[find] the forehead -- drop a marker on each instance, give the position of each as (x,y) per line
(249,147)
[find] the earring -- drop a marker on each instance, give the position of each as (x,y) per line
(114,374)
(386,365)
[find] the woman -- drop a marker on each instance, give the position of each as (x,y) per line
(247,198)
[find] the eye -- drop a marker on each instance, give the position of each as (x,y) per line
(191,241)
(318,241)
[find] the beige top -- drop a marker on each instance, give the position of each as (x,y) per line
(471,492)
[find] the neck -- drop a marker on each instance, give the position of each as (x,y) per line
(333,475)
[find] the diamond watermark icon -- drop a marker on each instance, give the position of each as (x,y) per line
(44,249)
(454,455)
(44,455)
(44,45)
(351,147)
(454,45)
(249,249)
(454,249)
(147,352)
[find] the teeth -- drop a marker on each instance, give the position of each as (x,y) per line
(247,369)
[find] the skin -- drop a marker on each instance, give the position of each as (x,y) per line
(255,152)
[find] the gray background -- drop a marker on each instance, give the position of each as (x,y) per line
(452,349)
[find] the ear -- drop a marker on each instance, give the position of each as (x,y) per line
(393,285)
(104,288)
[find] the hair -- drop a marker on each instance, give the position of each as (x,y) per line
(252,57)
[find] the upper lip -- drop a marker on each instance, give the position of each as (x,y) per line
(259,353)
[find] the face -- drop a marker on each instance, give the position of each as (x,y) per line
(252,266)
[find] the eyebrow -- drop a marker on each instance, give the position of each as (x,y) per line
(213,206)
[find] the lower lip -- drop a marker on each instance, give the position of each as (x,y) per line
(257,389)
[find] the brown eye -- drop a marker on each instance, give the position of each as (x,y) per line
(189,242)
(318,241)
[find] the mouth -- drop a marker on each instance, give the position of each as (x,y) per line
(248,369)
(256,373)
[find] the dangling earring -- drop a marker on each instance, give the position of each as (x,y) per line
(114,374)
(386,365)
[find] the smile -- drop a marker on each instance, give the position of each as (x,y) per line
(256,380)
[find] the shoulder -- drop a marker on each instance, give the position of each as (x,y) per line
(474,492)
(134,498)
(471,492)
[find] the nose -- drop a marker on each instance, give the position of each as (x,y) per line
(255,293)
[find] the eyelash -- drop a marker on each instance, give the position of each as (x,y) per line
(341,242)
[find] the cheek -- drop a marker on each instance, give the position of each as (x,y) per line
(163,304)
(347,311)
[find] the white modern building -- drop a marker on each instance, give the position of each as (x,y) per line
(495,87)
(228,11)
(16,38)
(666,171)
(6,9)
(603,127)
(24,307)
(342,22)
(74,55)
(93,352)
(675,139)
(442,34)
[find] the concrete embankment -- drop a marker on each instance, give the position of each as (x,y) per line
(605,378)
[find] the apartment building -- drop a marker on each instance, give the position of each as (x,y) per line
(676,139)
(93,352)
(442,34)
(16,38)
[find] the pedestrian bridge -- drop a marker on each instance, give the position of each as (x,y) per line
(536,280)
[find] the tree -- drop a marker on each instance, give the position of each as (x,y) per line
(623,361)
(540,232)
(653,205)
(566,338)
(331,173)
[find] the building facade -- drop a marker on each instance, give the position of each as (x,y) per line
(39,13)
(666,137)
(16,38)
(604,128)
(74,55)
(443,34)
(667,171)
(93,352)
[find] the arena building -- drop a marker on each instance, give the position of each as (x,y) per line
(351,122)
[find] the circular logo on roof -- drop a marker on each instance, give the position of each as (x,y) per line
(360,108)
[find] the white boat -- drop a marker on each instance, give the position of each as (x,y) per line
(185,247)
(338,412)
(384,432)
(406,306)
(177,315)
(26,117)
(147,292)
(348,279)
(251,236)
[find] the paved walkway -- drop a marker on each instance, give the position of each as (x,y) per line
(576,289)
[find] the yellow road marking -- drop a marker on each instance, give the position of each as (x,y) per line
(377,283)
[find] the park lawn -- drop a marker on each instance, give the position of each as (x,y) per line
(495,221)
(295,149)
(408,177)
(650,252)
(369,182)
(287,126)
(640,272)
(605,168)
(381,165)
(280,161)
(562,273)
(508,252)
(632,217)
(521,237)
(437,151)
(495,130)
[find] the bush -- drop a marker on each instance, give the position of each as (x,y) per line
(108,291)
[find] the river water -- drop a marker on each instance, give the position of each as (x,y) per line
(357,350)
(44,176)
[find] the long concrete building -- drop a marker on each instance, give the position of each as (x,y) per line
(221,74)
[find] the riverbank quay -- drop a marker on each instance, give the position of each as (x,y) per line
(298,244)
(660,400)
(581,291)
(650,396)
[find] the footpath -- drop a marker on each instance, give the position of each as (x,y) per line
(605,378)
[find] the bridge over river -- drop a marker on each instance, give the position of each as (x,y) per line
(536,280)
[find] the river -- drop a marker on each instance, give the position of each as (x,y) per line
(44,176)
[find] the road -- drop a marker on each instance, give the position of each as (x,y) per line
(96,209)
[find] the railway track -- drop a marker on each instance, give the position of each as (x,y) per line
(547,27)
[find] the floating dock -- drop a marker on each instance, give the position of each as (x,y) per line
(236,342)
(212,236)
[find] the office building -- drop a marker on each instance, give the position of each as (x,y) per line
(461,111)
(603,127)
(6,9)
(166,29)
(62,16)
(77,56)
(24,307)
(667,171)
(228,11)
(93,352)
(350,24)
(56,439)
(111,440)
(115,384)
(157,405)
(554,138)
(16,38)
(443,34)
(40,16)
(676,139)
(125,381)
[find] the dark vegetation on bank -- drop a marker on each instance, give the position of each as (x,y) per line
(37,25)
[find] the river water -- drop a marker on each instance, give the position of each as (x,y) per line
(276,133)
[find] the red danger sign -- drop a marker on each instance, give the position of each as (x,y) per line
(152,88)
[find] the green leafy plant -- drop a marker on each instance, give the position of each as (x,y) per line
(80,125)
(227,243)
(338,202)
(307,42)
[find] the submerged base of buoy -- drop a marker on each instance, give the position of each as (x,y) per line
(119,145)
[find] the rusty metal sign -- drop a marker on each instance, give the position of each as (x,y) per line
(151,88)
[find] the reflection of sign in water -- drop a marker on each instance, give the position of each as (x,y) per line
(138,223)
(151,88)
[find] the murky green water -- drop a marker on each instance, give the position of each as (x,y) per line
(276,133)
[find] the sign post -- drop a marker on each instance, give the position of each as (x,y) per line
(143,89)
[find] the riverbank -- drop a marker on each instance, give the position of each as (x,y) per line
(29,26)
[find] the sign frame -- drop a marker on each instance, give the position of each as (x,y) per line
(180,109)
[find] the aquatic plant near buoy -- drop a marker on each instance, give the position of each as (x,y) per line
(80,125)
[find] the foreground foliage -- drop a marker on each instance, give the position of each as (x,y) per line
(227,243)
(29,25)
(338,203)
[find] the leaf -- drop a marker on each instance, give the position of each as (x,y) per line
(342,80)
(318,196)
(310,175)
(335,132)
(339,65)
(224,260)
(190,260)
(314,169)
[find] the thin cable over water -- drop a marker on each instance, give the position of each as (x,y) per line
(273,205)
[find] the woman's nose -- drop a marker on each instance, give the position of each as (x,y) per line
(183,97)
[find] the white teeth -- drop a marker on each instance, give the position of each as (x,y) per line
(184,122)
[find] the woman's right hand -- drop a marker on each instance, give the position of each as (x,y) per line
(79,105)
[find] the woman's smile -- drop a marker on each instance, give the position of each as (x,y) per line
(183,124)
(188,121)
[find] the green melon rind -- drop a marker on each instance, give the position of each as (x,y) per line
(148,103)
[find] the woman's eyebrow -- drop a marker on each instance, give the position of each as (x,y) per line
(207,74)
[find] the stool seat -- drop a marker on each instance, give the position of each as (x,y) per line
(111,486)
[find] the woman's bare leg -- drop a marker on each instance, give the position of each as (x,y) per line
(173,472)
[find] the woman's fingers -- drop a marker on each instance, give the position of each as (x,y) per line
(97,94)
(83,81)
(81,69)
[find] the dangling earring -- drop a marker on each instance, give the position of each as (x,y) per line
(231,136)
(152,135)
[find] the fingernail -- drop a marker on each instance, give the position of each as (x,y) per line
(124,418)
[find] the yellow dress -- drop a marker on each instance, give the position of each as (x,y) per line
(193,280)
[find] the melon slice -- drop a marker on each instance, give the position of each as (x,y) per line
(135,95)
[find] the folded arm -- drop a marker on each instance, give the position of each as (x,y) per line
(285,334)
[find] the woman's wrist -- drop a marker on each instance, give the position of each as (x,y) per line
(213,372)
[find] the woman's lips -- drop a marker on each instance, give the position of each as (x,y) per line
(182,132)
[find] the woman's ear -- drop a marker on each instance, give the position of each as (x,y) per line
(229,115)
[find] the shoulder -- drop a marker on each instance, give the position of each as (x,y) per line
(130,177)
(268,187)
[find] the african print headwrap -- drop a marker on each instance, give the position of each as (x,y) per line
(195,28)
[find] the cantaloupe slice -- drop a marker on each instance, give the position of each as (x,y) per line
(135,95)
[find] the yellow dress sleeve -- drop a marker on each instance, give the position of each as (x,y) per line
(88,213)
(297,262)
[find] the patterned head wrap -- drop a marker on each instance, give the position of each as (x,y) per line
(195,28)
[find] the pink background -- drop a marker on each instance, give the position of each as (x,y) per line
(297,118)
****************
▶ **WHAT YOU HAVE TO DO**: Please make your reply exactly the lines from the one containing "[find] the yellow dress -- drop" through the end of the entries above, and nothing more.

▶ **WRITTEN REPLY**:
[find] the yellow dress -- drop a marker on each instance, give the position of each as (x,y) per line
(193,280)
[find] the melon slice -- drop a marker on each instance, give the position of each as (x,y) per line
(135,95)
[find] the folded arm -- drop a marker on each instance, give the position of each as (x,y) per line
(285,334)
[find] the woman's wrist -- drop a marker on each instance, give the position of each as (x,y) per line
(213,372)
[find] the woman's lips -- drop a marker on each instance, give the position of each as (x,y) per line
(182,132)
[find] the woman's ear -- drop a marker on each instance, give the position of each as (x,y) per line
(229,115)
[find] the shoulder -- drop a marker on each instance, give the position of each as (x,y) per line
(130,177)
(268,187)
[find] the african print headwrap -- drop a marker on each instance, give the position of each as (x,y) per line
(195,28)
[find] the cantaloupe slice -- drop a marker on each instance, give the position of each as (x,y) per line
(135,95)
[find] the yellow dress sleeve -- drop a marker on each instance, give the position of each as (x,y) per line
(88,213)
(297,262)
[find] the patterned head wrap -- drop a marker on each instance, give the position of each as (x,y) per line
(195,28)
[find] the pink background -- drop a marker on each instance, give the position of each as (x,y) per line
(297,118)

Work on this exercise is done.